# Excerpt:
The Kisenosato Dilemma


No Easy Way Out

With Kisenosato out for kyujo for a second straight basho, there is a growing concern among the men who run sumo. Kisenosato’s elevation to Yokozuna has been a huge boon for the sport, raising it’s profile among the broader Japanese public, and driving huge ratings for the daily broadcasts. But as it becomes clear that Kisenosato cannot “heal naturally”, the sumo world faces a set of tough choices.

Fans who have come to sumo recently may not know how far out of the public’s minds sumo had wandered earlier this decade. The Japanese are proud people, and rightfully so. The nation of Japan and Japanese culture wield an oversized influence across the globe. They consider sumo to be their national sport, and it is in fact a sacred ritual. When it became clear that the top men of sumo were Mongolian for the foreseeable future, a section of the population lost interest. Sumo still had it’s fans, but it had become a sport dominated by outsiders, making it more like football (soccer) or any other imported event.

At the new years basho in 2017, this dynamic changed. For some time, the sumo association had wanted to promote Kisenosato, but lacked the final ingredient: a Yusho. In January, there was a confluence of events that gave Kisenosato his best chance ever at a tournament championship, and he took it. With his promotion secure, suddenly sumo had a Japanese born man at the highest rank. The public went absolutely insane for sumo and all things Kisenosato. He was Babe Ruth and John Glenn rolled into one. He had broken the lock Mongolia had on sumo.

March 2017 in Osaka, and Kisenosato is a freshly minted Yokozuna. The Japanese public is glued to their televisions, as the Osaka arena sold out all 15 days in mere minutes. In his day 13 match against Yokozuna Harumafuji, Kisenosato takes a hard fall off the dohyo and ruptures his left pectoral. Kisenosato is left handed by birth, and this injury robs him of his massive strength. Like every other sumo injury, nobody wants to talk about it. But the Japanese public (even if you are not a sumo fan) knows that the hero of Sumo is wounded. Somehow, he takes the yusho by defeating Ozeki Terunofuji not just once but twice on the final day. Again Japan erupts in jubilation as not only has their champion won his first tournament as Yokozuna, he overcame a grievous injury and prevailed against all odds.

After the party that follows a yusho, there were serious decisions to be made. Kisenosato had an injury that always requires surgery to heal. This would mean that the hero of sumo would be out of commission for at least 6 months, and even then might not ever return. This would remove the key figure that was driving interest in the sport back to where it belonged from the stage, possibly forever.

For whatever reason, the decision was made to try and “heal naturally”. This mean Kisenosato was to spend weeks resting his left upper body. He did not train much, and he was to do everything he could to not use that muscle group. Anyone who has trained athletically can tell you, over a period of weeks of non use, the related and supporting muscle groups de-condition, and lose their power. By resting, Kisenosato was losing the strength and stamina that had made him Yokozuna.

# Problem:
Continue the piece on Kisenosato's injury, picking up after its final sentence about his lost strength and stamina. The material after this text comes from a separate, unrelated source.

# Material supplied:

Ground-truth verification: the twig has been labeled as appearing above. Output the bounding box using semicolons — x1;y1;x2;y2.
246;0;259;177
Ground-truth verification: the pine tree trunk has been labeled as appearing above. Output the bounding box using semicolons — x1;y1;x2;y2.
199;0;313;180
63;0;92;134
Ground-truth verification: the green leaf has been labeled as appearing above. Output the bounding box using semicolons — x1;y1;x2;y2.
---
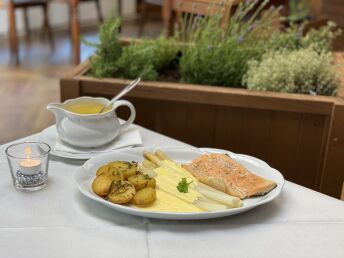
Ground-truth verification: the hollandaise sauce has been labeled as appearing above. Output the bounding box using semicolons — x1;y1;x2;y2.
* * *
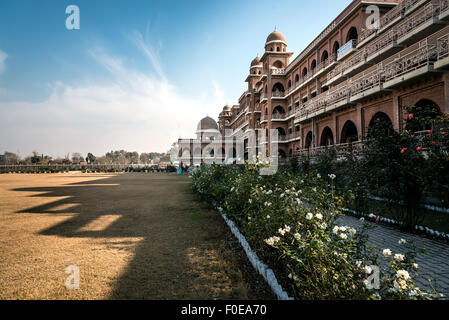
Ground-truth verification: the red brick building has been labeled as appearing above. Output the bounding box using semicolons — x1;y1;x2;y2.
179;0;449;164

# Exercise answer:
For the past two basho, he has tried to compete, but he is completely out of shape now, and most likely that pectoral muscle is still damaged and generating a faction of its former power. Kisenosato cannot compete in his present physical form, and that form cannot change without medical intervention.

So the question is – what do to? All of the answers have huge down side. Here are a few

  • Continue to wait and hope – So continue to “heal naturally” knowing that every day that goes by without intense strain on the left upper body diminishes your strength. Medically, there is no way to naturally heal a pectoral tear. So Kisenosato never regains left side upper body strength. We get a sub-standard Yokozuna lingering in the shadows (like Kakuryu) but instead it’s your Japanese born hero rikishi. Eventually (probably later this year) he is pushed to retire due to lack of performance.
  • Medical intervention – You take your prize Yokozuna to the best sports medicine doctors in the world, and just tell the fans he’s gone for 6 months. Surgical repair of the pectoral and any other nagging bits that were plaguing him. Hakuho did this for the big toe on his right foot, and he had to train like a madman for months just to step on the dohyo and not embarrass himself. It took him a year to return to 90% of his former glory. For Kisenosato this would likely mean intense physical therapy and endless workouts with Takayasu to try to get back to the form that won Hatsu 2017.
  • Admit you are done – Ugly solution, but if you are not going to try surgery to fix your left upper body, may as well go intai now and save yourself further damage or the fans any further disappointment. This would be a nightmare scenario of the sumo association, as it would return them to the days of being considered a foreign dominated sport.
  • Hold the fort – The most cruel of the outcomes, Kisenosato can continue to compete as best he can until another Japanese rikishi is ready for promotion. The most likely candidate would be Takayasu, although Goeido 2.0 could get it done sooner. This would allow the sumo association to shift everyone’s affections to a new hero, and Kisenosato could quietly bow out and retire.

17 thoughts on “The Kisenosato Dilemma

  1. Unfortunately, I think that ‘hold the fort’ will be the option Kise will take. I would be surprised if he admits he’s done, or if he takes the (from my point of view the only valid option if he wants to continue in sumo) medical intervention option. He has to shoulder a lot as the first Japanese born Yokozuna in such a long time and he might be choosing pride over health. Hm.

  2. This is such a tragedy… thinking about it again reading this wonderfully written post I almost feel like crying. I really hope Kise goes for surgery and somehow gets back to something close to yokozuna level, but I fear it is really unlikely. I won’t give up hope just yet, but at this point I am prepared for the worst.
    Anyway, thanks for the great writeup which prompted me to leave my first comment on your nice blog.

    • Thank you much for taking the time to read, and for letting me (and the blog) know what you were thinking. I DO think that if he takes surgery now, he could be back in fighting form for New Years, and it could be made to be a grand and wonderful thing.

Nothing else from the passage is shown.